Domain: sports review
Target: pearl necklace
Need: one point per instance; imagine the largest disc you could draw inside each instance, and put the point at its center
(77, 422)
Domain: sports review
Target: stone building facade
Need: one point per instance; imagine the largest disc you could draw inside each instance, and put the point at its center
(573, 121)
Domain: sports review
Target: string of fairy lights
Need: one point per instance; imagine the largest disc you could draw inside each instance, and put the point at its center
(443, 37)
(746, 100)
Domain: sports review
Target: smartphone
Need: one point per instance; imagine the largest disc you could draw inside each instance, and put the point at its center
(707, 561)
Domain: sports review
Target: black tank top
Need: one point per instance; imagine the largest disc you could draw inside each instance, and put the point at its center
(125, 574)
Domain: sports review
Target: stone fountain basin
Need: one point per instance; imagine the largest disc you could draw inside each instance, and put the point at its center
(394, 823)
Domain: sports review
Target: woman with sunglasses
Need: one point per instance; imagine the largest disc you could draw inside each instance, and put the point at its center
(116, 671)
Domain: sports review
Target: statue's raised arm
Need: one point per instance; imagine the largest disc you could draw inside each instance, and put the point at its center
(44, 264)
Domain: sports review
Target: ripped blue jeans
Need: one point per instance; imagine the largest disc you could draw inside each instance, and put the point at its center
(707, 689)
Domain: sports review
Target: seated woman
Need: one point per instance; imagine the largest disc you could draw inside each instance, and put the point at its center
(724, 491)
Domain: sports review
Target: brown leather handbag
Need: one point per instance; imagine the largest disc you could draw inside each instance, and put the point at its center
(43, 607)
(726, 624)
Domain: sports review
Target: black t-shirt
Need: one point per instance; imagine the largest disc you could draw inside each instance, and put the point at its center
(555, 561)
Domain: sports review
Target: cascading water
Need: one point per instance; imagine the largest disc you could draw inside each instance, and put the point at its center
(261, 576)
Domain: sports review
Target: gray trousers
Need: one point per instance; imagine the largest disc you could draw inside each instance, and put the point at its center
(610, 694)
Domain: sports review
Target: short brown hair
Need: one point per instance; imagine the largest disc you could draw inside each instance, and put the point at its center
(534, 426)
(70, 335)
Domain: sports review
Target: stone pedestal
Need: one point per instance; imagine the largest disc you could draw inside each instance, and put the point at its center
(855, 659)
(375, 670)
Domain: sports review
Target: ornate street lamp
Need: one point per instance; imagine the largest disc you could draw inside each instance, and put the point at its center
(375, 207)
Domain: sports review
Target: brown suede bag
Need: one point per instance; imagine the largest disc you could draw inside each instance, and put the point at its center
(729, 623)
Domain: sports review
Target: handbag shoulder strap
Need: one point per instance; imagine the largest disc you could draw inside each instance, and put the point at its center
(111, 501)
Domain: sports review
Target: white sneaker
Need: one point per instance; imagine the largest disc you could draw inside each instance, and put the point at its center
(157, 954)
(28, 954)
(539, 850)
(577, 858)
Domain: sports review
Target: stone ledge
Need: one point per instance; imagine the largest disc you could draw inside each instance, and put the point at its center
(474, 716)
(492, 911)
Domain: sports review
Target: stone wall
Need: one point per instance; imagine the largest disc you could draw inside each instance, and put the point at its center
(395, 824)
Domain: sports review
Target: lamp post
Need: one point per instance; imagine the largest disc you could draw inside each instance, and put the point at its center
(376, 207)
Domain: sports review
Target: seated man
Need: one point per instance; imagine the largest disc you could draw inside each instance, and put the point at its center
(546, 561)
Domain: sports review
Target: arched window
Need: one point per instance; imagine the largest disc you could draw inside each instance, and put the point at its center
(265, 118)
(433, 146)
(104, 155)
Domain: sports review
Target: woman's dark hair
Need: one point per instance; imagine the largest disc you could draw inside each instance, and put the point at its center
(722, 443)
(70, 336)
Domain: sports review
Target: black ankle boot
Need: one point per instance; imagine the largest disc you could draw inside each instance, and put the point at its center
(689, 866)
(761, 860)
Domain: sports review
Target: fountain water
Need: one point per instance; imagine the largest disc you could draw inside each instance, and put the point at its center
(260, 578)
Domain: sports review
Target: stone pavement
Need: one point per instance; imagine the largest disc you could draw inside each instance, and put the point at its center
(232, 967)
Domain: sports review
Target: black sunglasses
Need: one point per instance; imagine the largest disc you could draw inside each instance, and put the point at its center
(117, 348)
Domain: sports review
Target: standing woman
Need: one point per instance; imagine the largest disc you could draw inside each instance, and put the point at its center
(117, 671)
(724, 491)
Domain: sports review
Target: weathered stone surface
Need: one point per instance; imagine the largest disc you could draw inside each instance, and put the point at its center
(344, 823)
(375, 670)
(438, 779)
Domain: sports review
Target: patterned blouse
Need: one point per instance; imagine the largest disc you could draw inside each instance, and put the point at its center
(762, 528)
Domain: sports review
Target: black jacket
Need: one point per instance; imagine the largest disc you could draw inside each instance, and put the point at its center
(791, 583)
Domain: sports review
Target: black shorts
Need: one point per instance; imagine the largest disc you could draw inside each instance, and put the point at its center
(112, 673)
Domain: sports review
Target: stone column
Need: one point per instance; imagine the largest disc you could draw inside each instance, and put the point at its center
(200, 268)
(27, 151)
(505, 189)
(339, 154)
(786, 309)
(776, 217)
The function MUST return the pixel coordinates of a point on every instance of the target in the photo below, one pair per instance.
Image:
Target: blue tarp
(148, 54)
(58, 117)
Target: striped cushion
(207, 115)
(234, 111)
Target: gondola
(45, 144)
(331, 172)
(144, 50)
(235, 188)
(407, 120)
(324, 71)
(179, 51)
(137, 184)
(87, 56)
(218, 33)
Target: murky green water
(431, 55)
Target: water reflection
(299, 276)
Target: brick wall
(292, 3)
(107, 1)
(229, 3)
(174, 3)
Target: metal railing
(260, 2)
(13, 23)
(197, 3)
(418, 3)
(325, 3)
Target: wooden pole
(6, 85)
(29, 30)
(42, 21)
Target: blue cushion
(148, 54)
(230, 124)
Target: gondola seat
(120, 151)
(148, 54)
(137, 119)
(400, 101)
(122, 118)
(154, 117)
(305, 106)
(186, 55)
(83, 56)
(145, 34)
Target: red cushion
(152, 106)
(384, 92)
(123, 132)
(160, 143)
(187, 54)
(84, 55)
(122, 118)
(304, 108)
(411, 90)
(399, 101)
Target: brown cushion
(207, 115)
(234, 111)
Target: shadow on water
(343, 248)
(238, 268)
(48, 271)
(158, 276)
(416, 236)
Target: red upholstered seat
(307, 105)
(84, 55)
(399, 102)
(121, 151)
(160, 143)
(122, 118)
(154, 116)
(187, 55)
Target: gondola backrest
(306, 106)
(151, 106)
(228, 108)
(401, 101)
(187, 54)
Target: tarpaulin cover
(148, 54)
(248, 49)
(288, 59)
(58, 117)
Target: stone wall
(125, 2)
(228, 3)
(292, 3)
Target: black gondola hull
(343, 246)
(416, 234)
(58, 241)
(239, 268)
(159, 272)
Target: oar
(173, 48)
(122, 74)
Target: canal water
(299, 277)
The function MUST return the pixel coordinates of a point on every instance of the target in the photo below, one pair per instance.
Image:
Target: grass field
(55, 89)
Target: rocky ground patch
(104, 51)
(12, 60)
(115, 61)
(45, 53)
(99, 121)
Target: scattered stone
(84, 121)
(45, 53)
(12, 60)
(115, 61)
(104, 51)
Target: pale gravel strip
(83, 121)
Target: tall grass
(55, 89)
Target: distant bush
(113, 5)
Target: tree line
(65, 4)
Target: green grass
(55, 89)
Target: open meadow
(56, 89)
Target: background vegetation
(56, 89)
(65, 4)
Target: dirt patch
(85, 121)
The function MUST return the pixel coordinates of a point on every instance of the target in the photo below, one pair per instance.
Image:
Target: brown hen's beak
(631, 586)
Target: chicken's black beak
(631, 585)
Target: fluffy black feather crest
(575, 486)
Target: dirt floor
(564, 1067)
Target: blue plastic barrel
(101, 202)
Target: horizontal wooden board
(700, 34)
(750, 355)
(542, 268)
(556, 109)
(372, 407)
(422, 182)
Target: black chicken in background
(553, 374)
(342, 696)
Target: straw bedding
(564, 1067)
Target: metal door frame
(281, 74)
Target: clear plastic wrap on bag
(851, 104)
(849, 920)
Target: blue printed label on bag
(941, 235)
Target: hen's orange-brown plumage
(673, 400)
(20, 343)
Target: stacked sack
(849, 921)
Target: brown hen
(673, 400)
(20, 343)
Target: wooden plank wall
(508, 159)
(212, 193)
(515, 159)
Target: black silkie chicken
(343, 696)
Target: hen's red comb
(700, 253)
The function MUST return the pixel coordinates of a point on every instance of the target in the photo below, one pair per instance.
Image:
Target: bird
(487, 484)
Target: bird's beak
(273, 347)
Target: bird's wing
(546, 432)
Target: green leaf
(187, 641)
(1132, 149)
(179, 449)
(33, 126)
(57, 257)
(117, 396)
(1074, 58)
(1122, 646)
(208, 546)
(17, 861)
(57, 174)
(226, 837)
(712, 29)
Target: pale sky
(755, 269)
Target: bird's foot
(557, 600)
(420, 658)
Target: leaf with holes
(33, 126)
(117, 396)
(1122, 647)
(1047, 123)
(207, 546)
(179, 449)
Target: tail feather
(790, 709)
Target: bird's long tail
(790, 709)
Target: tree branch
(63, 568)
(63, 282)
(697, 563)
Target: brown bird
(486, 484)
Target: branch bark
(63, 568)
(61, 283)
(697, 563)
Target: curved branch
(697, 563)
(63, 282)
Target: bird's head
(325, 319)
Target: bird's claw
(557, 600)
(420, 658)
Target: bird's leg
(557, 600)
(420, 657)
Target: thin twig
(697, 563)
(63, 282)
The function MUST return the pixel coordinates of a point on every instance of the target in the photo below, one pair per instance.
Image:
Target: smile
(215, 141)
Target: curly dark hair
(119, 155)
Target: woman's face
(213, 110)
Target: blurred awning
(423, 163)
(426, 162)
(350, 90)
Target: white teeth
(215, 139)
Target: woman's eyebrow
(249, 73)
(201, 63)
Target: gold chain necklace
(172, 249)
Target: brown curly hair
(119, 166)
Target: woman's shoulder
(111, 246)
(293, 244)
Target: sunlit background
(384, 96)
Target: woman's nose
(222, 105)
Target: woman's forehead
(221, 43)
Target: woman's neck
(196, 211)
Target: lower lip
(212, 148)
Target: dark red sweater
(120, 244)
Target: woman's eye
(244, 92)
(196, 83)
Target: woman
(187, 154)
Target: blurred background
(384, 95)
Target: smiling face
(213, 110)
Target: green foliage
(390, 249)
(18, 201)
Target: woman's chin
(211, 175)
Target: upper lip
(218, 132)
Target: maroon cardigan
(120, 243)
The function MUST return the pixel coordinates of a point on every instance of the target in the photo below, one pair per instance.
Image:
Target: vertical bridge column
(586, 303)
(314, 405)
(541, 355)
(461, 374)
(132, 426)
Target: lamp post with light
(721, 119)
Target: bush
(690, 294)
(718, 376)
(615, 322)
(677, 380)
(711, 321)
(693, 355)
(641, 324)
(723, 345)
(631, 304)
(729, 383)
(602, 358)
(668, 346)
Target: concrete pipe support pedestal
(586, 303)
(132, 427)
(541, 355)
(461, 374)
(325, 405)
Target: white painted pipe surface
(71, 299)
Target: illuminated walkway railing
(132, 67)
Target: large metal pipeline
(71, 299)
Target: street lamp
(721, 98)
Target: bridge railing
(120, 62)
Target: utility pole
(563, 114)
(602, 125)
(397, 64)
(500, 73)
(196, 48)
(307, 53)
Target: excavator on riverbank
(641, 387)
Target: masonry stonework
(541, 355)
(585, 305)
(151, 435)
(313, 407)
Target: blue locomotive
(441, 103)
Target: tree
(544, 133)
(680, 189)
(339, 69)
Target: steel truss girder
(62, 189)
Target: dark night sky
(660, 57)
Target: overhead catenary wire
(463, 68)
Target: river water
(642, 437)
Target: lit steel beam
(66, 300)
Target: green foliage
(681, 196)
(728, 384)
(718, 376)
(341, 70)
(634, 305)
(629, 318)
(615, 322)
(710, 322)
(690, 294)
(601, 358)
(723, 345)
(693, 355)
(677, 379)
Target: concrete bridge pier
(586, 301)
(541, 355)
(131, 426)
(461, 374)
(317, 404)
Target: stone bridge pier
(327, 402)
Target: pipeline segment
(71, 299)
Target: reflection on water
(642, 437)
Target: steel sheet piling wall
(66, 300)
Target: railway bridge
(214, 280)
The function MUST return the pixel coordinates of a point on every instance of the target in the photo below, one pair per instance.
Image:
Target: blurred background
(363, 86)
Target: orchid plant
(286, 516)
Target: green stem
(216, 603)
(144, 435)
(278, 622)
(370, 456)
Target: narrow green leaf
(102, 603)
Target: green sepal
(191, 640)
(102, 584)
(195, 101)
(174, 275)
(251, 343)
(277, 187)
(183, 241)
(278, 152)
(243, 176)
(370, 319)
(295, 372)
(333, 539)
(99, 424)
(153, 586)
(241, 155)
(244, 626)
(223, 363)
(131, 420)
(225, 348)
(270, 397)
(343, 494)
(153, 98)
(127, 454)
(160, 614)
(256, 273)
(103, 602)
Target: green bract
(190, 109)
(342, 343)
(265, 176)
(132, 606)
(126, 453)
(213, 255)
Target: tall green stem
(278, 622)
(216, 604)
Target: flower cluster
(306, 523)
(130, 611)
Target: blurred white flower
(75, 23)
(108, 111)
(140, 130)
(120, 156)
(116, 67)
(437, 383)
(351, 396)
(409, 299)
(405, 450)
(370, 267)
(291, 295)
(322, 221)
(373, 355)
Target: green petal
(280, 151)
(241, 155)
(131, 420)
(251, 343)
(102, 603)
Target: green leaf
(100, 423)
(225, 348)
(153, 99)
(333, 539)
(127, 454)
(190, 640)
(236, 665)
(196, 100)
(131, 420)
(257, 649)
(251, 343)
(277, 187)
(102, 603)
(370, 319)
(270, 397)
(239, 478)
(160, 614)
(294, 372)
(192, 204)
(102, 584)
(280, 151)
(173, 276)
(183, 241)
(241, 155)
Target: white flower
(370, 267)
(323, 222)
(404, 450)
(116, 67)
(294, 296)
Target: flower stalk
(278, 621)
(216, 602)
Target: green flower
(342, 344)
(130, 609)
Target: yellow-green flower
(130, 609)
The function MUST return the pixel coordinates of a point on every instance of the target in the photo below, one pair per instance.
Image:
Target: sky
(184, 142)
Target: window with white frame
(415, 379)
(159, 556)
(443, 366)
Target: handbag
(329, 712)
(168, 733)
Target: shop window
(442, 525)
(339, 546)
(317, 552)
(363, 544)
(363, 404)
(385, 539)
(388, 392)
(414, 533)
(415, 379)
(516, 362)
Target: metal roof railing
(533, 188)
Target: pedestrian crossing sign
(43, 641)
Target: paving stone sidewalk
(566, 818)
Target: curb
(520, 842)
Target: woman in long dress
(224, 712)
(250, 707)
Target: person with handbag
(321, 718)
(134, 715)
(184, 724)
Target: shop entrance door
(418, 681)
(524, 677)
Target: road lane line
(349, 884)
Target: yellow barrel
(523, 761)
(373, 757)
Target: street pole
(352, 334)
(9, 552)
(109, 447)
--- --- ---
▶ Required action
Lines with the word "sunglasses" in them should be copied from the preceding records.

▶ Finished task
Target: woman with sunglasses
Target: black sunglasses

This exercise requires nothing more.